Find every line in the entries below that contains the string "flag", and copy each one. Case matters, so match only that exact capitalization.

## [DATA EXCERPTS]
☆ ☆ ☆ ☆ ☆

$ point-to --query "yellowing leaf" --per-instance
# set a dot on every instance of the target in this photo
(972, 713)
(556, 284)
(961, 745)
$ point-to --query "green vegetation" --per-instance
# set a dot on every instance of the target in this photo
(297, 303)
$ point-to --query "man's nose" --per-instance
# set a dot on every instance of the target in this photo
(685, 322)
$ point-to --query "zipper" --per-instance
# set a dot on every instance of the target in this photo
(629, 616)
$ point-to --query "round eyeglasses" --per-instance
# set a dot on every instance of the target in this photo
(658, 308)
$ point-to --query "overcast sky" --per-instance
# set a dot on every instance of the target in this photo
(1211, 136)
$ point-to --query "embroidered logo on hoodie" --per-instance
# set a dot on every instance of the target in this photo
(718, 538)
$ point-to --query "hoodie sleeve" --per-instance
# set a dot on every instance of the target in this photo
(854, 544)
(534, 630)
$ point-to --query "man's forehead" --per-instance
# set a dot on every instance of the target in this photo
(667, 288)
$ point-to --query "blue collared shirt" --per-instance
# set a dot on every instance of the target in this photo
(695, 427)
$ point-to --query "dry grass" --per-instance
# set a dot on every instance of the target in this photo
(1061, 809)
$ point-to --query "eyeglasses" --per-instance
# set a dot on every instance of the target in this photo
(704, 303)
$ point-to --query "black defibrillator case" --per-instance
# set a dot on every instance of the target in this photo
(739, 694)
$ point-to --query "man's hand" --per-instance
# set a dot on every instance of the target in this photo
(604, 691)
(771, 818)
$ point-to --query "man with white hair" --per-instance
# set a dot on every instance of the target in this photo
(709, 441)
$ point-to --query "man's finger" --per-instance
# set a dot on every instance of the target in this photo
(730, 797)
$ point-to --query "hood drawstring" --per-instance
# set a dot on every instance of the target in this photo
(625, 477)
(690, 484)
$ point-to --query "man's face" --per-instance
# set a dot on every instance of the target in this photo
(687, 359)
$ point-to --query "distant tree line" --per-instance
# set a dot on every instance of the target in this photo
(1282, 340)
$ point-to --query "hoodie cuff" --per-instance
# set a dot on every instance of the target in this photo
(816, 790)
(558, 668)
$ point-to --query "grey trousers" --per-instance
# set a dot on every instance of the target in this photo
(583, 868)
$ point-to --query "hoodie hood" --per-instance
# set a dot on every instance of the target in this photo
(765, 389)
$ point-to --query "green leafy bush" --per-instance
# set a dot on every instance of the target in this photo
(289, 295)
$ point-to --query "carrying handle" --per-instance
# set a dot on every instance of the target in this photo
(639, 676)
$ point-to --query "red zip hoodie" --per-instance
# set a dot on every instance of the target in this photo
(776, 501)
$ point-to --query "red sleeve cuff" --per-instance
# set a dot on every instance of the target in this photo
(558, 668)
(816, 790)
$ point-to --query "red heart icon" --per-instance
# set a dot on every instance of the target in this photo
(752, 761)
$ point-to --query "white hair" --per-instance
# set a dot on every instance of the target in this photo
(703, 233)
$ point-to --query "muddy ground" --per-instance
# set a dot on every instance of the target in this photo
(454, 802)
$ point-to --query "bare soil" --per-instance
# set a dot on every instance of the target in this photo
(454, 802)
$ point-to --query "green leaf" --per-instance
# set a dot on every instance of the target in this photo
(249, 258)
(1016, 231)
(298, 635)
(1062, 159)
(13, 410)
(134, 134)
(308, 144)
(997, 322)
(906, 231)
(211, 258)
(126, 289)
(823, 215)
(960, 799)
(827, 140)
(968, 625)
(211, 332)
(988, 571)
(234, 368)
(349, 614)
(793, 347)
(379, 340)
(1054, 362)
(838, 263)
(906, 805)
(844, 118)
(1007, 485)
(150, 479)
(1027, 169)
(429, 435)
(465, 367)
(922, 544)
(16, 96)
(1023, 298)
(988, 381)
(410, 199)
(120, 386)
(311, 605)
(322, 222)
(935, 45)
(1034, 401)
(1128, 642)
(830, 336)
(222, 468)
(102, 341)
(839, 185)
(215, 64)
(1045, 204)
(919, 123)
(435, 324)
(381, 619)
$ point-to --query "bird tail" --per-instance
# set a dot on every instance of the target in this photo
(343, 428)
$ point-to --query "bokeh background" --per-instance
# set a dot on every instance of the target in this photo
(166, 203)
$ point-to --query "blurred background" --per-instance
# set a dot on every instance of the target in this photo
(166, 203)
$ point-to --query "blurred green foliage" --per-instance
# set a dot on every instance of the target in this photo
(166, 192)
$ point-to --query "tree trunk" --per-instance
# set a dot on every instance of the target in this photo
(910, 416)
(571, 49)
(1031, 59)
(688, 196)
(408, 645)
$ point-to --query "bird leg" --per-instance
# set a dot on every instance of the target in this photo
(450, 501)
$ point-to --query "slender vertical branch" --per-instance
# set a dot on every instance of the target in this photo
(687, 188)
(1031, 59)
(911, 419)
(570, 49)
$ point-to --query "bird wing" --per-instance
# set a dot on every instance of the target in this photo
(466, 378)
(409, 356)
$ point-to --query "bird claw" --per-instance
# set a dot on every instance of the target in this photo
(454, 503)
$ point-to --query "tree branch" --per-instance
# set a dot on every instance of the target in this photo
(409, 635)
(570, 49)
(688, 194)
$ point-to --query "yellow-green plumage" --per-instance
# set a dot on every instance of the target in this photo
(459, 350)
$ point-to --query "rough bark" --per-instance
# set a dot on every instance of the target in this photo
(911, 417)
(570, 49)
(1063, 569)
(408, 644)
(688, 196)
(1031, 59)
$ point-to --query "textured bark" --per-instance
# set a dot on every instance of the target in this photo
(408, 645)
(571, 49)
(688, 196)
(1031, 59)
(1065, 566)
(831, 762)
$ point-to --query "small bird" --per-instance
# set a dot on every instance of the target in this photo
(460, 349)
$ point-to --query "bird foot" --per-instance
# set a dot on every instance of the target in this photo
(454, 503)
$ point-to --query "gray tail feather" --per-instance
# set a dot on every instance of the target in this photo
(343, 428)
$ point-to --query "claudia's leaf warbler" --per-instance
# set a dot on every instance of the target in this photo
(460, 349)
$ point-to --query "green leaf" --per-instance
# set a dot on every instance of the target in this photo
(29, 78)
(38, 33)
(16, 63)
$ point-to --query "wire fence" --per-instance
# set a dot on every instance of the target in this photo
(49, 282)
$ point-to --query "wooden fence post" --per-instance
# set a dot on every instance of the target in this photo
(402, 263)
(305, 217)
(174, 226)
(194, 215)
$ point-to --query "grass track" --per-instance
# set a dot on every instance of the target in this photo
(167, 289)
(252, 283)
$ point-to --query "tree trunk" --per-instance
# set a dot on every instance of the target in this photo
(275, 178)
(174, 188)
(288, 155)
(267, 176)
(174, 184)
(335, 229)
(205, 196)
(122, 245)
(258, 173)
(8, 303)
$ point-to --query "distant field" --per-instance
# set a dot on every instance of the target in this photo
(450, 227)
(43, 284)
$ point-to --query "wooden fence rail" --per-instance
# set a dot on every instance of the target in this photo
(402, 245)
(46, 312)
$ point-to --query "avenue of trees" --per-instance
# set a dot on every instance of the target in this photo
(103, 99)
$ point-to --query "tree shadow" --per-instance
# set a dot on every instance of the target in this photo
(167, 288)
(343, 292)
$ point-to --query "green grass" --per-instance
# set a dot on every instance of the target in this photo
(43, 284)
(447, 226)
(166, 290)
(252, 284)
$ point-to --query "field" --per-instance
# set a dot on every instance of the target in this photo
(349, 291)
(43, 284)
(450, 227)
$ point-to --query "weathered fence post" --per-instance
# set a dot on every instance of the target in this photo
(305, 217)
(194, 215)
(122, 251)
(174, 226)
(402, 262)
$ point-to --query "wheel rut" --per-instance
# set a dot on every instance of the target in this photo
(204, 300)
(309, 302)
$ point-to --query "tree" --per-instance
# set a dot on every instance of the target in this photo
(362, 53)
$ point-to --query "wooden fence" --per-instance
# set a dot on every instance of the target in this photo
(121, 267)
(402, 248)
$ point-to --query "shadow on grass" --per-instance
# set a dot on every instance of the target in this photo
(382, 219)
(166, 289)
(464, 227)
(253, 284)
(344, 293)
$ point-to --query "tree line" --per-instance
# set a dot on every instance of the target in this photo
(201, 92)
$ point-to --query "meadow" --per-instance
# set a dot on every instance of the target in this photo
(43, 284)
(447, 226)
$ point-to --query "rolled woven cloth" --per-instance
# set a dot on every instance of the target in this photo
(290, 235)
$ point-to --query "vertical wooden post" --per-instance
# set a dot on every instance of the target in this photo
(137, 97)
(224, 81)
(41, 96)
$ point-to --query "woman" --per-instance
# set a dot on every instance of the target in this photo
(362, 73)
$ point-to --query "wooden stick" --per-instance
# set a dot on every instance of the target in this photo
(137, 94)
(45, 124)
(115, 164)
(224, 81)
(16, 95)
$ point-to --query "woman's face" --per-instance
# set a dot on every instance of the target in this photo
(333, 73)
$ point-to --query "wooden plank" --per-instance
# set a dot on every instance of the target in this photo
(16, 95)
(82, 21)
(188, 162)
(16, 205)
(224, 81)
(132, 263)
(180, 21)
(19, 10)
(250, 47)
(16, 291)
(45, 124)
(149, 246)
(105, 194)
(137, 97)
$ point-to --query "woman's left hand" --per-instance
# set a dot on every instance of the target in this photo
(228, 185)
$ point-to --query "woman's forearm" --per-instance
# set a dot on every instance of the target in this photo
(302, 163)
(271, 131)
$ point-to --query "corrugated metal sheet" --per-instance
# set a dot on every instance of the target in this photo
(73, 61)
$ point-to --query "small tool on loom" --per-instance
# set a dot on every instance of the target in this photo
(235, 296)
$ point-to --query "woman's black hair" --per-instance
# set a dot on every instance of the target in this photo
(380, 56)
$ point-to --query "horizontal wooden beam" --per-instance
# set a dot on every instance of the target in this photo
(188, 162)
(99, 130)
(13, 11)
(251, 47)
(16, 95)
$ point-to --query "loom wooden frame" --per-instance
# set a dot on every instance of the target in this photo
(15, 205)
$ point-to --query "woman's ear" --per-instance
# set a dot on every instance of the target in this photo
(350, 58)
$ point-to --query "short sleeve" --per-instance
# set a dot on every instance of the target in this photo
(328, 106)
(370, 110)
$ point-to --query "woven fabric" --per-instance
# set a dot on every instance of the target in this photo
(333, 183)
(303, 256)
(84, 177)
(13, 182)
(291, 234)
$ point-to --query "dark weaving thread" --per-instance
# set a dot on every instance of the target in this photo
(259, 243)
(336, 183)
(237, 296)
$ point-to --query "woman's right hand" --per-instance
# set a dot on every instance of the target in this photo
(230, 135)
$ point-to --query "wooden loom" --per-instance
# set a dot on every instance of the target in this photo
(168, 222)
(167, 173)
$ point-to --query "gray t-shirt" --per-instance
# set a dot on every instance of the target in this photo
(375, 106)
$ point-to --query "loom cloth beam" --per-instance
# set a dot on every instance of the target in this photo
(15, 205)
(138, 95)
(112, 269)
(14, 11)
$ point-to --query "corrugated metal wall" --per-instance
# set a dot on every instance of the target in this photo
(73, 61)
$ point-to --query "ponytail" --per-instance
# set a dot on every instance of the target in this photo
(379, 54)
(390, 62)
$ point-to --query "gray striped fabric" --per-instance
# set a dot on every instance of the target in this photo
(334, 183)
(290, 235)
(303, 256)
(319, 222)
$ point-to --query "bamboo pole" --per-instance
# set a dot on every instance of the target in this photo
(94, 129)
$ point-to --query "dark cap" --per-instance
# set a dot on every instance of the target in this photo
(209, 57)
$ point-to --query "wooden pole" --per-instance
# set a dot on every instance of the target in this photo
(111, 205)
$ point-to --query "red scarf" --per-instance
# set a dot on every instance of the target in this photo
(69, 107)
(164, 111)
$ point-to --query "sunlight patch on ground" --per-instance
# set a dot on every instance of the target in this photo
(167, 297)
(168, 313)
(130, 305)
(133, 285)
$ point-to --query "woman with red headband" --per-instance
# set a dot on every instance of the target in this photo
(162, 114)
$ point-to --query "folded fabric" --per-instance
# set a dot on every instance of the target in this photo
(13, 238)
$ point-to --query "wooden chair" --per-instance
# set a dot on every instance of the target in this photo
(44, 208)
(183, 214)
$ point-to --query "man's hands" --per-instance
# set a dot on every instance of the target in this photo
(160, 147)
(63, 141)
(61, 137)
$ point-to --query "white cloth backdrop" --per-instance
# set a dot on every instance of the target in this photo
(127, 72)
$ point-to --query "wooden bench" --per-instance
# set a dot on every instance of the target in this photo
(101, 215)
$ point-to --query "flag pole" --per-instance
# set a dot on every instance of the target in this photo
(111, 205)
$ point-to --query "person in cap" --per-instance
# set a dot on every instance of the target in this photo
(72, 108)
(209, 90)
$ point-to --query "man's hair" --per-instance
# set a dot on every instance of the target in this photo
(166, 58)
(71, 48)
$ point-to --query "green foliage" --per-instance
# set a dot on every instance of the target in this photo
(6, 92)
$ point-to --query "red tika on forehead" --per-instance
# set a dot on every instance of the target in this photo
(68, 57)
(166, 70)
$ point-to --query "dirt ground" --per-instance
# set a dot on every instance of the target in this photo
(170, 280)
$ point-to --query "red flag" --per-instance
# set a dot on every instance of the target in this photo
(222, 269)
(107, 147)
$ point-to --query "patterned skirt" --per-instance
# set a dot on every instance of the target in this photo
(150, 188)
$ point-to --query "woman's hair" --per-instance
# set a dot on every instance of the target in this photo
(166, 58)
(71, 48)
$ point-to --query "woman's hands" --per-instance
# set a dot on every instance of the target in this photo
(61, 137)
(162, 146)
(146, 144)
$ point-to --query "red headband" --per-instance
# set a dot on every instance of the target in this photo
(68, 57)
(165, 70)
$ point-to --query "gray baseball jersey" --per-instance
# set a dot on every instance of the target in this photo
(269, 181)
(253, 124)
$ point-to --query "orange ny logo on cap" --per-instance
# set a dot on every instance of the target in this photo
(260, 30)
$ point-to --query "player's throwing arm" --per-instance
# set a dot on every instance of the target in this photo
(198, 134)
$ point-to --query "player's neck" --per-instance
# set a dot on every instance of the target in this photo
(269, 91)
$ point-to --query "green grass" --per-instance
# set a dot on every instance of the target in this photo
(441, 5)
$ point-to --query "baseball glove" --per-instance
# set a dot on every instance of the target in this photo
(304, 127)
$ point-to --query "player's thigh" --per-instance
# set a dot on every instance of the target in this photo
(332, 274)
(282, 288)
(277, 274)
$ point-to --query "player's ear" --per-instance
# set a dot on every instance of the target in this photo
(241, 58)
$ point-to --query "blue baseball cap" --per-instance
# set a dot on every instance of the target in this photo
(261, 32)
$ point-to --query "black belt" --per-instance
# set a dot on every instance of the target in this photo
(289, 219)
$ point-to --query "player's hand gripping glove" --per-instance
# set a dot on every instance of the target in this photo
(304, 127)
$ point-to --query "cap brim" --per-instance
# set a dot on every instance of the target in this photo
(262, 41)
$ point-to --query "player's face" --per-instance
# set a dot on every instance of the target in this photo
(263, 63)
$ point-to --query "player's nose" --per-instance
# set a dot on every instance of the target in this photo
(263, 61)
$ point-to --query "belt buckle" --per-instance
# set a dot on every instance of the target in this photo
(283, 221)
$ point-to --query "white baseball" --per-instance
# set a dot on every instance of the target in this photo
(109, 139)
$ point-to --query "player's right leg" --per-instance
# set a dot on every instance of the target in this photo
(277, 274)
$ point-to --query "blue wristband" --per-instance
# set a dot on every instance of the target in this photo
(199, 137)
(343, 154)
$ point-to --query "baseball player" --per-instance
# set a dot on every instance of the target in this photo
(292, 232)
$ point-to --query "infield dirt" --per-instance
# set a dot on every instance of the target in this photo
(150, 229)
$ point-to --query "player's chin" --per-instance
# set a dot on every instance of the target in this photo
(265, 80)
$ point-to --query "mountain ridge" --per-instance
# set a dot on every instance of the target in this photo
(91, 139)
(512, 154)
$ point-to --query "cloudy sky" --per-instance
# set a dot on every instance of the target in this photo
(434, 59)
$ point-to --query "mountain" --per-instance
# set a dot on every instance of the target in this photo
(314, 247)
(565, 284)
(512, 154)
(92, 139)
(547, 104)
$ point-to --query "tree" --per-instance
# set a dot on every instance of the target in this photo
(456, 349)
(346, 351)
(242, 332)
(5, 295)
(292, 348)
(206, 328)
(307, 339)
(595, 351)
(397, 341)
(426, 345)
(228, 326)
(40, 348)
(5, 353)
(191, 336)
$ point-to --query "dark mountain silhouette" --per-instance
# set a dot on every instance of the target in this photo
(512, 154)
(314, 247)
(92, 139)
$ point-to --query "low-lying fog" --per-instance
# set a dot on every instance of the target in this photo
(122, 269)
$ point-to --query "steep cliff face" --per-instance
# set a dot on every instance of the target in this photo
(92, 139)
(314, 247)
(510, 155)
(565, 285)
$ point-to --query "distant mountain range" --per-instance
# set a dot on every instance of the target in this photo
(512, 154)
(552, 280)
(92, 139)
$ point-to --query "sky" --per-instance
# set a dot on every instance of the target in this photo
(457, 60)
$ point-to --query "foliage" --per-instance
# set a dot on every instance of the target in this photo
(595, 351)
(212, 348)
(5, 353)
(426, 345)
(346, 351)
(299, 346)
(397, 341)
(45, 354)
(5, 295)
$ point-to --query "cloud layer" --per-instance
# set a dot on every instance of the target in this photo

☆ ☆ ☆ ☆ ☆

## [SOLUTION FOR THIS TASK]
$ point-to --query "flag pole" --per-instance
$ point-to --query "red flag" --per-instance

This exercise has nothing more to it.